Document text:
To examine the state of sympathetic nervous system (SNS) function in animals fed a protein-restricted diet, [3H] norepinephrine ([3H]-NE) turnover was measured in heart and interscapular brown adipose tissue (IBAT) of rats fed synthetic diets of equal caloric density containing 22% protein (as casein) or 7% protein (the difference being made up by sucrose). Because dietary availability of tyrosine is a potential mediator of SNS responses to protein ingestion, a third diet (7% protein supplemented with tyrosine) was also tested. After 12 days dietary preparation [3H]-NE turnover was increased 35-70% in heart by 7% protein feeding and 93-103% in IBAT. When smaller animals were fed the synthetic diets for 4-5 wk, sympathetic stimulation in those given the protein-restricted formula was also apparent, although demonstration of this response was complicated by comparative problems due to the marked differences in body size between normal and protein-restricted groups. Addition of tyrosine (sufficient to normalize plasma and brain tyrosine levels) was without effect on the stimulation of NE turnover induced by the protein-deficient diet. Similarly, augmented urinary NE excretion observed in animals consuming the 7% protein diet was unaffected by supplemental tyrosine. Urinary dopamine excretion, however, was uniquely and strikingly elevated with restoration of dietary tyrosine to animals fed the low-protein diet. Thus isocaloric substitution of sucrose for casein in the diet activates the SNS in heart and IBAT, a response unrelated to limitation of dietary tyrosine.

Supplied entries:
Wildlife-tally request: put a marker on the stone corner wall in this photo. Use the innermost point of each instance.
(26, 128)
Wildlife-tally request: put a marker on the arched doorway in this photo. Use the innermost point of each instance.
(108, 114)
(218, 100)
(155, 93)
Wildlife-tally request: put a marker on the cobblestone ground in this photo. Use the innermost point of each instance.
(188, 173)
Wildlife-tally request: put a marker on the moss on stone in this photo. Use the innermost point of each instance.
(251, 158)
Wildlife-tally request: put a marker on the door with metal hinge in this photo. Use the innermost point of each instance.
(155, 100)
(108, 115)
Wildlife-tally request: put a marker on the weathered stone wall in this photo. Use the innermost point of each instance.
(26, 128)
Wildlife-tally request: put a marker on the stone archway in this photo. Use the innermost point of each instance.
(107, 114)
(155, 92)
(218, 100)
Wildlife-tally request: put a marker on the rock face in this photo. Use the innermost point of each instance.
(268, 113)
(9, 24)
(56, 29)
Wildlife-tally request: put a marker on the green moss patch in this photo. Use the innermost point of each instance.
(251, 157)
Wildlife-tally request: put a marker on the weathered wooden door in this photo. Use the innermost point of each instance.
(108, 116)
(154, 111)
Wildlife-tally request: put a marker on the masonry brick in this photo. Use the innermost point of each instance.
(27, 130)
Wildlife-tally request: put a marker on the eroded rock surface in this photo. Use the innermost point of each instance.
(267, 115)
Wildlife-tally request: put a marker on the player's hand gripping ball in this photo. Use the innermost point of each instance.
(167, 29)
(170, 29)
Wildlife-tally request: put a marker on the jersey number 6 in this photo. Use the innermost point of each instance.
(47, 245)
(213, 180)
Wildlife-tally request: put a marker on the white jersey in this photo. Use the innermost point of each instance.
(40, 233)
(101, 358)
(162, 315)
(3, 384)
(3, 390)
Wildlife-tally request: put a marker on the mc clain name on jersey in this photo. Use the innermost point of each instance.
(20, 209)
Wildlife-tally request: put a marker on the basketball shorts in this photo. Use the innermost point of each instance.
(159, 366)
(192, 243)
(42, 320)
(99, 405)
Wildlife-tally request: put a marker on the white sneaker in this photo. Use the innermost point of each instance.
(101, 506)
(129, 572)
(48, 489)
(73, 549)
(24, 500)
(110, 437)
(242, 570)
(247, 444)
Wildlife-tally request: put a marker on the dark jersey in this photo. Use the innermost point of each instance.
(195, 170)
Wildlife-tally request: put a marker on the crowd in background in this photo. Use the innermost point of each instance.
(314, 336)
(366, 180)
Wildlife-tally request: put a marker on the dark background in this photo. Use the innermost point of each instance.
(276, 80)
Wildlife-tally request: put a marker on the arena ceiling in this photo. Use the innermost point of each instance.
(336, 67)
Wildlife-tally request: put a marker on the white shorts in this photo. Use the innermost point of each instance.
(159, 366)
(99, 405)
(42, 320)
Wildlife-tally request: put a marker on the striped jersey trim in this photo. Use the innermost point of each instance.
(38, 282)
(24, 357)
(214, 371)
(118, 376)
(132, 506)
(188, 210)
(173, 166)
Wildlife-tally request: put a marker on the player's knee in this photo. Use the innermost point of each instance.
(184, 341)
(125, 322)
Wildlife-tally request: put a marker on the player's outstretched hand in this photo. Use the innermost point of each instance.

Required work: Reproduce the full text of the study on protein-restricted diets and sympathetic nervous system activity in rats, word for word.

Answer below:
To examine the state of sympathetic nervous system (SNS) function in animals fed a protein-restricted diet, [3H] norepinephrine ([3H]-NE) turnover was measured in heart and interscapular brown adipose tissue (IBAT) of rats fed synthetic diets of equal caloric density containing 22% protein (as casein) or 7% protein (the difference being made up by sucrose). Because dietary availability of tyrosine is a potential mediator of SNS responses to protein ingestion, a third diet (7% protein supplemented with tyrosine) was also tested. After 12 days dietary preparation [3H]-NE turnover was increased 35-70% in heart by 7% protein feeding and 93-103% in IBAT. When smaller animals were fed the synthetic diets for 4-5 wk, sympathetic stimulation in those given the protein-restricted formula was also apparent, although demonstration of this response was complicated by comparative problems due to the marked differences in body size between normal and protein-restricted groups. Addition of tyrosine (sufficient to normalize plasma and brain tyrosine levels) was without effect on the stimulation of NE turnover induced by the protein-deficient diet. Similarly, augmented urinary NE excretion observed in animals consuming the 7% protein diet was unaffected by supplemental tyrosine. Urinary dopamine excretion, however, was uniquely and strikingly elevated with restoration of dietary tyrosine to animals fed the low-protein diet. Thus isocaloric substitution of sucrose for casein in the diet activates the SNS in heart and IBAT, a response unrelated to limitation of dietary tyrosine.